The problem |
Take the records below and copy them exactly.

─── Records for this task ───

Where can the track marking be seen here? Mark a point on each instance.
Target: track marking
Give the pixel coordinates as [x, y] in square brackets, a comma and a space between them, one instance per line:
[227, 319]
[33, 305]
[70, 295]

───

Solved problem |
Where can the track marking be seen here? Mark a point on each instance.
Target: track marking
Give the pixel coordinates as [x, y] in square brackets, a comma and a space between them, one instance per line:
[227, 319]
[33, 305]
[70, 295]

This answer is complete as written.